# [WORK REQUIRED]
Please count how many lines in the records below contain the word "blurred". Reply with only that number.

# [DATASET]
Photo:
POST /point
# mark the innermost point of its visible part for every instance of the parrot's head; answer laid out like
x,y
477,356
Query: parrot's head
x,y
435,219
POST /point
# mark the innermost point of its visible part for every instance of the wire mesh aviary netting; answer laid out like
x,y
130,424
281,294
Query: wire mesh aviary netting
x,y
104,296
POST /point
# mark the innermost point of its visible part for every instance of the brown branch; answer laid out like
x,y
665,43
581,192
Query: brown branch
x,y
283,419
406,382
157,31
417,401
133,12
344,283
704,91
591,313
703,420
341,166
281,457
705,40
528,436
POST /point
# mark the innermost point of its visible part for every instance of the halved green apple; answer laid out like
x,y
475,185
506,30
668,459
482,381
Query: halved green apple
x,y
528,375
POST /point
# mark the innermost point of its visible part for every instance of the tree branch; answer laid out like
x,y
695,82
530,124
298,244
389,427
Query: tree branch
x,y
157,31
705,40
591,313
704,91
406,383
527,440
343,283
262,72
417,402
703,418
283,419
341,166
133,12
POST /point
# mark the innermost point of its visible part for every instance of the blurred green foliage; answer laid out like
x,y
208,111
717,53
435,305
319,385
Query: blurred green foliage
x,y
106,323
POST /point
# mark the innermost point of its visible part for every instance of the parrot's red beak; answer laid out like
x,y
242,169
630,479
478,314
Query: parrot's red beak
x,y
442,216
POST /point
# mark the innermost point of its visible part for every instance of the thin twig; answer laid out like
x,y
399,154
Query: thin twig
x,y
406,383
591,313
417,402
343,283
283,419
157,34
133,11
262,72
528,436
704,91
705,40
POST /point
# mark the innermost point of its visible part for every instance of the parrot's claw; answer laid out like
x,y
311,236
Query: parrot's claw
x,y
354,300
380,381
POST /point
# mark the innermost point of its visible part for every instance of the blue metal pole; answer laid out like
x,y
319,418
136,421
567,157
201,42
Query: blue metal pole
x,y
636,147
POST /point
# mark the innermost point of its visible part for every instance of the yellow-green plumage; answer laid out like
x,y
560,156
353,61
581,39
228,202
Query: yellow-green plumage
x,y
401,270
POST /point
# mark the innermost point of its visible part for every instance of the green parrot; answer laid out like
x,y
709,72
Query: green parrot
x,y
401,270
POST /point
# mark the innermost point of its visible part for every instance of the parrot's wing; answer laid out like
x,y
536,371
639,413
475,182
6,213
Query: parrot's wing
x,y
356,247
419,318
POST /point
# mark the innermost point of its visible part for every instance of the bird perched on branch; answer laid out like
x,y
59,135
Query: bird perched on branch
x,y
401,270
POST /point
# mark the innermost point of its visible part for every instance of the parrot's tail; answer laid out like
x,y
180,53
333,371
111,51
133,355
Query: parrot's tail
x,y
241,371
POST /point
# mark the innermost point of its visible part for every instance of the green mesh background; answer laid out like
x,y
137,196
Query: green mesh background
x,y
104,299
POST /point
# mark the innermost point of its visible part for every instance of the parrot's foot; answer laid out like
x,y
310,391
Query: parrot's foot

==

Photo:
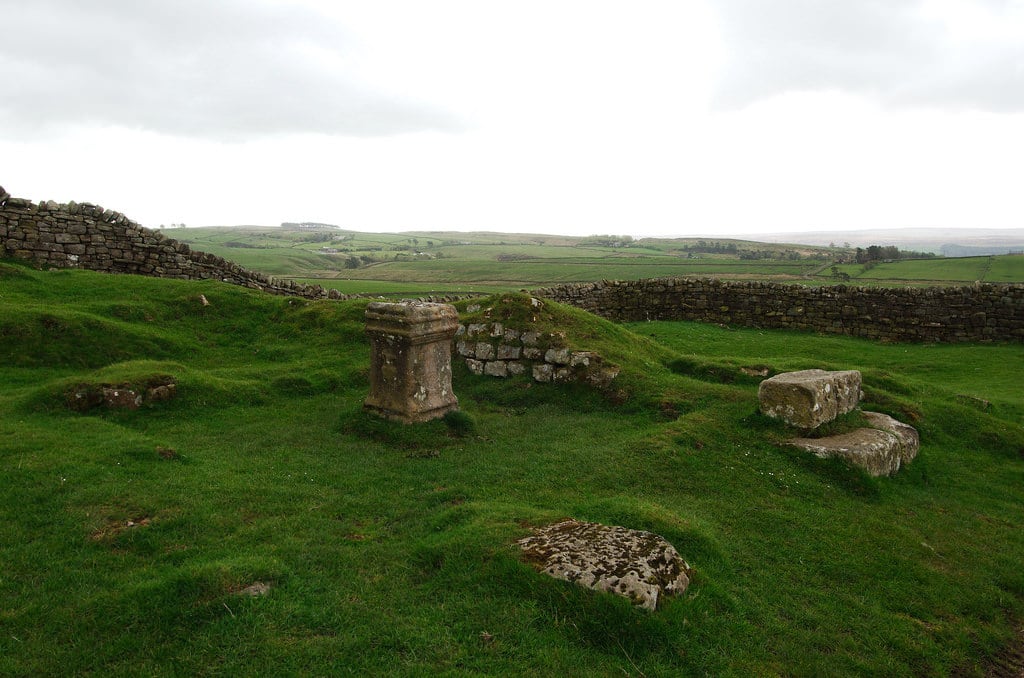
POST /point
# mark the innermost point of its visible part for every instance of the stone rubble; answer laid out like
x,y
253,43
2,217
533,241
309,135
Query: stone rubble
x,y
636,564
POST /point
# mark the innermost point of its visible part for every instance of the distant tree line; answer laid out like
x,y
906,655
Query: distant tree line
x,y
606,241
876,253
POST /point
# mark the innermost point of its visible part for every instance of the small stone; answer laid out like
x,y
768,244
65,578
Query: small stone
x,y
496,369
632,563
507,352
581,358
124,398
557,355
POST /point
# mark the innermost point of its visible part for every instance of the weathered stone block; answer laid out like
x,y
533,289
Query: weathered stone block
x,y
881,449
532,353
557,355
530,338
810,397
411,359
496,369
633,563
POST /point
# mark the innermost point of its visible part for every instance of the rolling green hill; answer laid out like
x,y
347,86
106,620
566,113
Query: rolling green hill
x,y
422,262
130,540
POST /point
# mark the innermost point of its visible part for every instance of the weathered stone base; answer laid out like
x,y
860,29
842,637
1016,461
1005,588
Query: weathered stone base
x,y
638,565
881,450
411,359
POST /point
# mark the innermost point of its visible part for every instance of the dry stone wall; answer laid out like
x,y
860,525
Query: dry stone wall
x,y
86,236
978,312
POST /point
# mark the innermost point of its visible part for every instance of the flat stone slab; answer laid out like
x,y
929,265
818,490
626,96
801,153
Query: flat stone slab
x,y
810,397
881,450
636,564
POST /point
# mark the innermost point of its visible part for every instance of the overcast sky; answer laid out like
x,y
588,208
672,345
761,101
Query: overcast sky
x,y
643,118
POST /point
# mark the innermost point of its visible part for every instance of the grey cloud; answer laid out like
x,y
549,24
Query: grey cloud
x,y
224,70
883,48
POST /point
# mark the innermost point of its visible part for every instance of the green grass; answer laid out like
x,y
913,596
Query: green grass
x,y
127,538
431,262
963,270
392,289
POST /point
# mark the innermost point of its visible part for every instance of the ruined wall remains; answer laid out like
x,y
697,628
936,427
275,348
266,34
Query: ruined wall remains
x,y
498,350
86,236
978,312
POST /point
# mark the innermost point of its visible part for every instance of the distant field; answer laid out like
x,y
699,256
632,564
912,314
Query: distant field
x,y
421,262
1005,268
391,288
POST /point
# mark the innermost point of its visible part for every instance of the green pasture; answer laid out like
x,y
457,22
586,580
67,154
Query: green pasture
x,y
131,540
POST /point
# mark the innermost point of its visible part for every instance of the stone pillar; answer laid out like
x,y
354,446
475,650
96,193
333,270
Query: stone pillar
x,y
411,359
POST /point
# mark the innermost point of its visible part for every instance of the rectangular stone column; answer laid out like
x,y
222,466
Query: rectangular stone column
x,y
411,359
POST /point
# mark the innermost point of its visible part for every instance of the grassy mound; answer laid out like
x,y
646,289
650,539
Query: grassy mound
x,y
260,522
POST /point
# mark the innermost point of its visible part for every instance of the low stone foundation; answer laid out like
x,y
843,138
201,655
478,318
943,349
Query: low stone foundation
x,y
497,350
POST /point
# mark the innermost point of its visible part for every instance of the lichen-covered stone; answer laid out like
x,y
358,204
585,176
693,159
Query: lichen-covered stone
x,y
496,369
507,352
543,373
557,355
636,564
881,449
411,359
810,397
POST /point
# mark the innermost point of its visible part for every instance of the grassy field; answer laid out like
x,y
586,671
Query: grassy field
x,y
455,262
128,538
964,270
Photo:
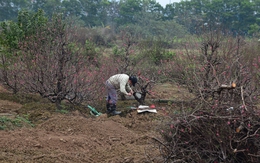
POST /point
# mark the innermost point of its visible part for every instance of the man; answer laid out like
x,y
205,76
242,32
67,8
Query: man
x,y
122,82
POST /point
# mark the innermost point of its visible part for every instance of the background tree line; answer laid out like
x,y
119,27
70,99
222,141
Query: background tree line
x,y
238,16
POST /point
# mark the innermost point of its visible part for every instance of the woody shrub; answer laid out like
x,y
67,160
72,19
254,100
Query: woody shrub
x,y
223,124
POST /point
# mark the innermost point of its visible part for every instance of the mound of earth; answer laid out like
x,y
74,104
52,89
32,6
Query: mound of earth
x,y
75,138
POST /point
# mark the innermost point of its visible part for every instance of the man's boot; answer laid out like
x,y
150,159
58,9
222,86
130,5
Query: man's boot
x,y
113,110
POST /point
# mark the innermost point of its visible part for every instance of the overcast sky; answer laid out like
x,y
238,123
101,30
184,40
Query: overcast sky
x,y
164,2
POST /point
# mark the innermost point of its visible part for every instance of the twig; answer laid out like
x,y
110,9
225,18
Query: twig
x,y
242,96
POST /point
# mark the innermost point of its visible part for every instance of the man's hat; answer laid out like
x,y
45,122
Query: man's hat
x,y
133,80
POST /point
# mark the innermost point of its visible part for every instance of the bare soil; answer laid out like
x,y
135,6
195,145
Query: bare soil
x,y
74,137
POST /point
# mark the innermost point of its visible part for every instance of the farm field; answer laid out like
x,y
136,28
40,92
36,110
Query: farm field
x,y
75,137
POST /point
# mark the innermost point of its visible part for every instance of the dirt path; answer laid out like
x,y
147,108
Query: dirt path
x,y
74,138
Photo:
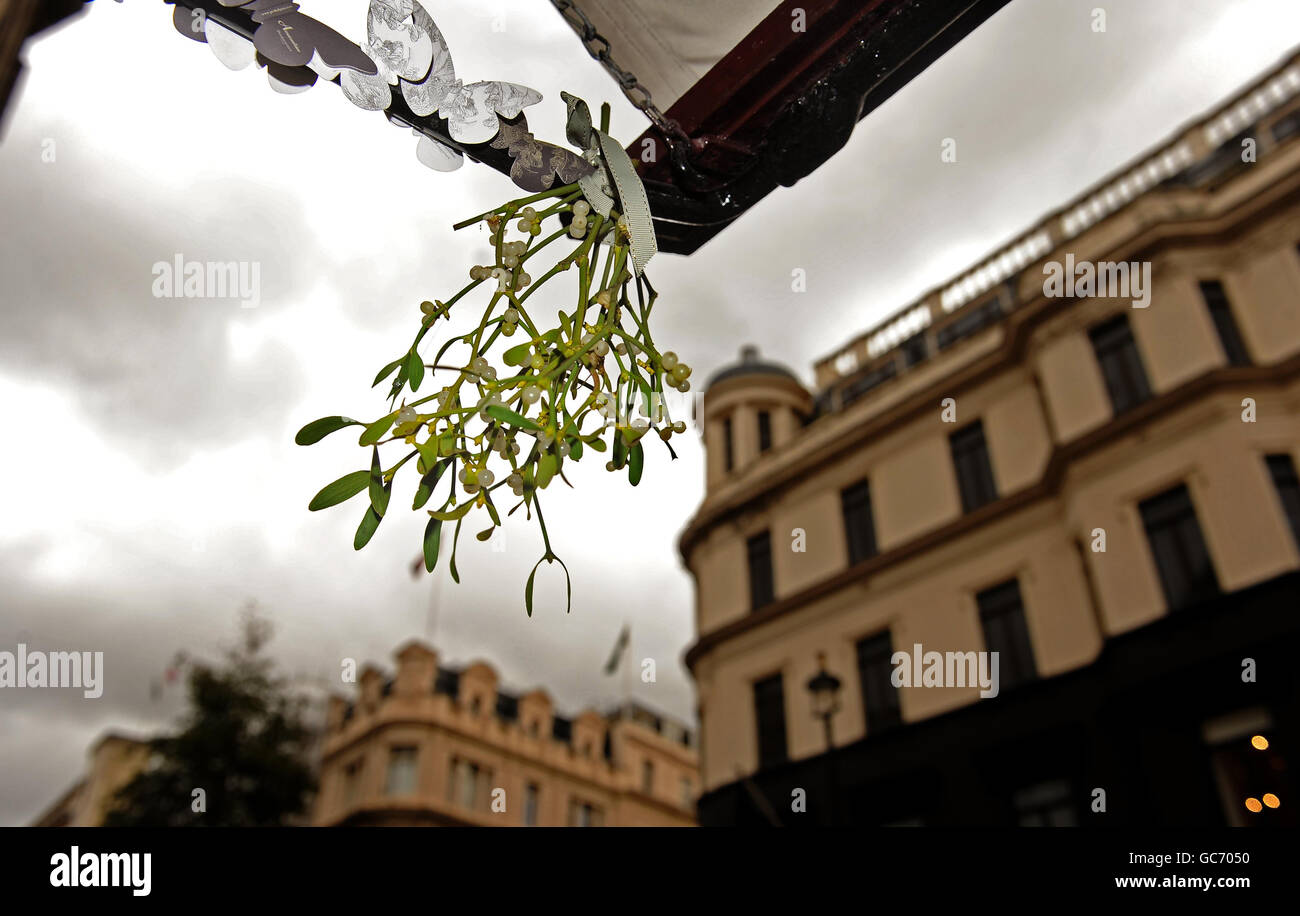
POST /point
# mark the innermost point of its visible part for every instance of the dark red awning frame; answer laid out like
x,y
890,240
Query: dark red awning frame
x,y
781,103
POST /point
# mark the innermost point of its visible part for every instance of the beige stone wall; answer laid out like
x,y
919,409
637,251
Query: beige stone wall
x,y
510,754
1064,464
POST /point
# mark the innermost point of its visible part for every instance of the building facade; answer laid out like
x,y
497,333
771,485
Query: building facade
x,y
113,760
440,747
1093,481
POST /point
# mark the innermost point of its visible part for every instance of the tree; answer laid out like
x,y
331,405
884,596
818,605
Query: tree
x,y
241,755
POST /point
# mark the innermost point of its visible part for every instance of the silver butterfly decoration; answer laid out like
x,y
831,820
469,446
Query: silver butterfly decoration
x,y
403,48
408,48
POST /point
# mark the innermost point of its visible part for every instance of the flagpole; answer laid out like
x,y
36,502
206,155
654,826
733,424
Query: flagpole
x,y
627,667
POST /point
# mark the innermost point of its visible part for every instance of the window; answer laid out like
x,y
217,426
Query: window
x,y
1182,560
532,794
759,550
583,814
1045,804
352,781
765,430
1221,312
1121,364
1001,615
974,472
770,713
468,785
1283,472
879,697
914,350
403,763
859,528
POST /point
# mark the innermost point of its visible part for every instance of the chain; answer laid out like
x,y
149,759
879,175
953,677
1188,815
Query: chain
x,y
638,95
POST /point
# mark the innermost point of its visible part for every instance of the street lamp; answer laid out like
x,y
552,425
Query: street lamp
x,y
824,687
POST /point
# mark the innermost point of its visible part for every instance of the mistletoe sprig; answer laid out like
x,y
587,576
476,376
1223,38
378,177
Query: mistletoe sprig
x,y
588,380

# [REPLY TO THE EXERCISE]
2